Scan each line of the records for the word "below" and extract the ones that have it.
★ ★ ★ ★
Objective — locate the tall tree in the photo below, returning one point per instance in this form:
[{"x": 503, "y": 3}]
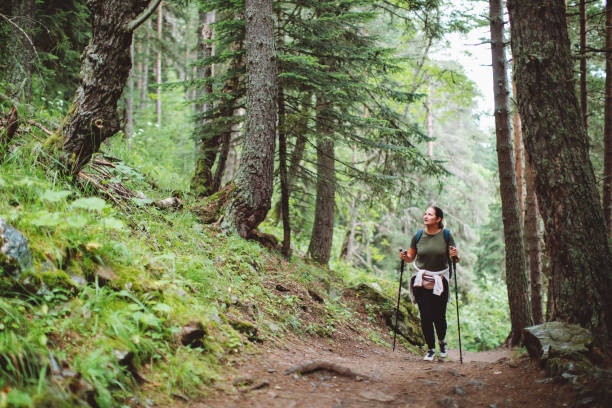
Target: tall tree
[
  {"x": 557, "y": 146},
  {"x": 532, "y": 241},
  {"x": 20, "y": 66},
  {"x": 158, "y": 70},
  {"x": 254, "y": 182},
  {"x": 607, "y": 176},
  {"x": 516, "y": 279},
  {"x": 583, "y": 71},
  {"x": 206, "y": 144},
  {"x": 105, "y": 69},
  {"x": 518, "y": 155},
  {"x": 323, "y": 226}
]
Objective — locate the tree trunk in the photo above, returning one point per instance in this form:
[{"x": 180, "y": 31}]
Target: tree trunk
[
  {"x": 350, "y": 241},
  {"x": 160, "y": 38},
  {"x": 145, "y": 72},
  {"x": 254, "y": 181},
  {"x": 583, "y": 73},
  {"x": 556, "y": 144},
  {"x": 323, "y": 226},
  {"x": 518, "y": 156},
  {"x": 429, "y": 120},
  {"x": 105, "y": 68},
  {"x": 129, "y": 120},
  {"x": 300, "y": 141},
  {"x": 607, "y": 179},
  {"x": 532, "y": 239},
  {"x": 516, "y": 279},
  {"x": 282, "y": 168},
  {"x": 139, "y": 69},
  {"x": 20, "y": 67},
  {"x": 207, "y": 145}
]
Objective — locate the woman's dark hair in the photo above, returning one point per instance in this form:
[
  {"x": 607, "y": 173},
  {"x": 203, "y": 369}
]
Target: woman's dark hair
[{"x": 439, "y": 214}]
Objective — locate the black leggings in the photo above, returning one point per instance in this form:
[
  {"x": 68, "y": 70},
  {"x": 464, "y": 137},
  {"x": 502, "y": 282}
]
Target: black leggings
[{"x": 432, "y": 309}]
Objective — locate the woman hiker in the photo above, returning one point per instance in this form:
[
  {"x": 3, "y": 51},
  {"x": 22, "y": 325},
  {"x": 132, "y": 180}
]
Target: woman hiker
[{"x": 431, "y": 248}]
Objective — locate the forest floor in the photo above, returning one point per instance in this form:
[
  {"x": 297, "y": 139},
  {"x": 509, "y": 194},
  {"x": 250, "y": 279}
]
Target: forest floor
[
  {"x": 385, "y": 378},
  {"x": 388, "y": 379}
]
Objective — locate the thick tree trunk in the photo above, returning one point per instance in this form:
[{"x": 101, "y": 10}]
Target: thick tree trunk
[
  {"x": 254, "y": 181},
  {"x": 583, "y": 73},
  {"x": 532, "y": 239},
  {"x": 323, "y": 226},
  {"x": 20, "y": 67},
  {"x": 607, "y": 183},
  {"x": 557, "y": 146},
  {"x": 105, "y": 68},
  {"x": 160, "y": 38},
  {"x": 516, "y": 279}
]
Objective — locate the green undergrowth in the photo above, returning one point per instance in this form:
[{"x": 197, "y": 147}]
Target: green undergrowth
[{"x": 99, "y": 319}]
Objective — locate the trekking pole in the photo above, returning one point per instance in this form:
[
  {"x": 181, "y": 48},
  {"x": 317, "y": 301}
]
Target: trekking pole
[
  {"x": 457, "y": 303},
  {"x": 398, "y": 298}
]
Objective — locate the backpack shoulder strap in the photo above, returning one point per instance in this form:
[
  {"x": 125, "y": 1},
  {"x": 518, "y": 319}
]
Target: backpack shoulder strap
[
  {"x": 418, "y": 236},
  {"x": 450, "y": 262}
]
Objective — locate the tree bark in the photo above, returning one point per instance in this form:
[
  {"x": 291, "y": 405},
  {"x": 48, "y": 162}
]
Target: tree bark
[
  {"x": 429, "y": 120},
  {"x": 129, "y": 120},
  {"x": 202, "y": 182},
  {"x": 105, "y": 68},
  {"x": 282, "y": 168},
  {"x": 139, "y": 69},
  {"x": 532, "y": 239},
  {"x": 20, "y": 48},
  {"x": 145, "y": 72},
  {"x": 300, "y": 141},
  {"x": 607, "y": 177},
  {"x": 254, "y": 181},
  {"x": 518, "y": 156},
  {"x": 516, "y": 279},
  {"x": 160, "y": 38},
  {"x": 323, "y": 226},
  {"x": 556, "y": 144},
  {"x": 583, "y": 73}
]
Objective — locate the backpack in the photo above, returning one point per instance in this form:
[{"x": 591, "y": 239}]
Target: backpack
[{"x": 446, "y": 233}]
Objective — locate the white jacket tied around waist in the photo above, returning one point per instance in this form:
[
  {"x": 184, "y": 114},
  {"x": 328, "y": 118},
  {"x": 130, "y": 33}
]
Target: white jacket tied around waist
[{"x": 437, "y": 276}]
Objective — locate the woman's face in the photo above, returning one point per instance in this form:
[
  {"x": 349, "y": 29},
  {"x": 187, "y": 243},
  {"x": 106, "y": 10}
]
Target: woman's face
[{"x": 430, "y": 217}]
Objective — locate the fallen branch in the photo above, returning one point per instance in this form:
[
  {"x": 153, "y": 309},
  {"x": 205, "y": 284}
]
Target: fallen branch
[
  {"x": 316, "y": 365},
  {"x": 41, "y": 127}
]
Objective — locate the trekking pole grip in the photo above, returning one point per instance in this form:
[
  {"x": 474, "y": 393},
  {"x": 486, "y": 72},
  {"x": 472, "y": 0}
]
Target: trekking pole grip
[
  {"x": 399, "y": 291},
  {"x": 457, "y": 305}
]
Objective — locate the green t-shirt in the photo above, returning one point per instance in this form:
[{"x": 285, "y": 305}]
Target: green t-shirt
[{"x": 431, "y": 251}]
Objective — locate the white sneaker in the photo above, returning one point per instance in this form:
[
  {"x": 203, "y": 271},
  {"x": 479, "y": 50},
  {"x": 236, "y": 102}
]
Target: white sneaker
[{"x": 443, "y": 349}]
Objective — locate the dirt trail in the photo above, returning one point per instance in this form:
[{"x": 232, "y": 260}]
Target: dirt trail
[{"x": 390, "y": 379}]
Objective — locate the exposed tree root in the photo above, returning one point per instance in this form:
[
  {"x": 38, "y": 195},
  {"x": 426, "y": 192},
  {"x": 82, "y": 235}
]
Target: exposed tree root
[{"x": 316, "y": 365}]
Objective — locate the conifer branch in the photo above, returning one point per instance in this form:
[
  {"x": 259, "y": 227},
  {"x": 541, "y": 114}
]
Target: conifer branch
[{"x": 144, "y": 15}]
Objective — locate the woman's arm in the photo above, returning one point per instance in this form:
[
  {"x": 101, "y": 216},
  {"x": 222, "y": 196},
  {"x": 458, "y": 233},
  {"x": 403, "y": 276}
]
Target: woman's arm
[
  {"x": 408, "y": 255},
  {"x": 453, "y": 253}
]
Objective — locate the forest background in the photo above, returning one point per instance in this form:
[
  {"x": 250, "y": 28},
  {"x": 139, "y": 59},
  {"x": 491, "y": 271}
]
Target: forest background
[{"x": 407, "y": 129}]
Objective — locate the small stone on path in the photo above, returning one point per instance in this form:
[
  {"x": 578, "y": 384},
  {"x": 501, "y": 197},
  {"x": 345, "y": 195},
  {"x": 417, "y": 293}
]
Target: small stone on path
[
  {"x": 448, "y": 402},
  {"x": 376, "y": 395}
]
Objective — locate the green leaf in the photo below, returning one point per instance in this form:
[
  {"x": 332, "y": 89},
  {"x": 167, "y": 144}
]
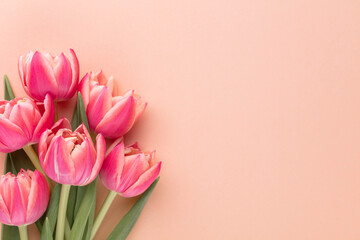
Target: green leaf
[
  {"x": 71, "y": 205},
  {"x": 82, "y": 112},
  {"x": 46, "y": 233},
  {"x": 79, "y": 197},
  {"x": 9, "y": 232},
  {"x": 8, "y": 92},
  {"x": 90, "y": 222},
  {"x": 53, "y": 207},
  {"x": 82, "y": 215},
  {"x": 122, "y": 230}
]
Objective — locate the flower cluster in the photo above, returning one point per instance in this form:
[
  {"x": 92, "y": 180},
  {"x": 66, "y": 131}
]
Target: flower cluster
[{"x": 71, "y": 157}]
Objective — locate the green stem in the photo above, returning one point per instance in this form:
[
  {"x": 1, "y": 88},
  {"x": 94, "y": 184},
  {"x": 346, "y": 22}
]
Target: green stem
[
  {"x": 29, "y": 150},
  {"x": 23, "y": 232},
  {"x": 64, "y": 196},
  {"x": 103, "y": 210}
]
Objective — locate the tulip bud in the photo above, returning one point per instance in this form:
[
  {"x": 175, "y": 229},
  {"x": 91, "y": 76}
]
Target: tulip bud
[
  {"x": 41, "y": 73},
  {"x": 23, "y": 198},
  {"x": 69, "y": 157},
  {"x": 129, "y": 171},
  {"x": 22, "y": 121},
  {"x": 111, "y": 116}
]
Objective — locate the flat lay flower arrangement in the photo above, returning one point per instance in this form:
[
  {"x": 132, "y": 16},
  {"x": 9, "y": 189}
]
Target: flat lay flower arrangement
[{"x": 53, "y": 164}]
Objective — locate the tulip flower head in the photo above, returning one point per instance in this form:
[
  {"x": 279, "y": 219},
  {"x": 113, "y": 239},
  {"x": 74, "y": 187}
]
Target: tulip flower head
[
  {"x": 42, "y": 74},
  {"x": 129, "y": 171},
  {"x": 70, "y": 157},
  {"x": 22, "y": 121},
  {"x": 23, "y": 198},
  {"x": 111, "y": 116}
]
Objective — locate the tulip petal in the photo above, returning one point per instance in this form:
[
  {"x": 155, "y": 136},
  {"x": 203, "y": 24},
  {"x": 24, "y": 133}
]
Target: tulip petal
[
  {"x": 131, "y": 172},
  {"x": 4, "y": 212},
  {"x": 112, "y": 168},
  {"x": 140, "y": 106},
  {"x": 25, "y": 116},
  {"x": 84, "y": 157},
  {"x": 113, "y": 145},
  {"x": 145, "y": 180},
  {"x": 41, "y": 78},
  {"x": 74, "y": 62},
  {"x": 46, "y": 120},
  {"x": 18, "y": 212},
  {"x": 99, "y": 105},
  {"x": 63, "y": 75},
  {"x": 11, "y": 135},
  {"x": 118, "y": 120},
  {"x": 57, "y": 163},
  {"x": 84, "y": 88},
  {"x": 100, "y": 151}
]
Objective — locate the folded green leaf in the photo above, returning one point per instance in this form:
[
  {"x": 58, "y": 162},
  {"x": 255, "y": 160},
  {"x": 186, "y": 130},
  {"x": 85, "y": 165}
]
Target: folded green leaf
[
  {"x": 8, "y": 92},
  {"x": 82, "y": 112},
  {"x": 9, "y": 232},
  {"x": 53, "y": 207},
  {"x": 83, "y": 213},
  {"x": 46, "y": 233},
  {"x": 122, "y": 230},
  {"x": 90, "y": 222}
]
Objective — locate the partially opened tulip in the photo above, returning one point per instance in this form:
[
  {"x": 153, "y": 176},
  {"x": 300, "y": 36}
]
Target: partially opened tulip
[
  {"x": 22, "y": 121},
  {"x": 70, "y": 157},
  {"x": 23, "y": 198},
  {"x": 113, "y": 116},
  {"x": 42, "y": 74},
  {"x": 128, "y": 172}
]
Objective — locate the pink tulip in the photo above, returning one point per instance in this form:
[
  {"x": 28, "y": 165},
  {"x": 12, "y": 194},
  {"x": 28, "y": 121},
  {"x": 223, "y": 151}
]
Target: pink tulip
[
  {"x": 70, "y": 157},
  {"x": 22, "y": 121},
  {"x": 129, "y": 171},
  {"x": 41, "y": 73},
  {"x": 111, "y": 116},
  {"x": 23, "y": 198}
]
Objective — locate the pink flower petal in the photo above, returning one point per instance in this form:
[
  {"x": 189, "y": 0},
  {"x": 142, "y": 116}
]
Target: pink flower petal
[
  {"x": 46, "y": 120},
  {"x": 41, "y": 78},
  {"x": 143, "y": 182},
  {"x": 118, "y": 120}
]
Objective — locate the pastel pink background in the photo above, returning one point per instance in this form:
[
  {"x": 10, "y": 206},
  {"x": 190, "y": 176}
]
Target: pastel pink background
[{"x": 254, "y": 107}]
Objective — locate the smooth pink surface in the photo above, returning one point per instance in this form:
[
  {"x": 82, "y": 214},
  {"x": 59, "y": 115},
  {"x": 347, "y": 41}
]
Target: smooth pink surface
[{"x": 254, "y": 107}]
★ ★ ★ ★
§ Solved problem
Objective — locate the tall tree in the photo below, returning one point per instance in this form:
Objective — locate the green leaf in the photo below, returning one point per instance in this form:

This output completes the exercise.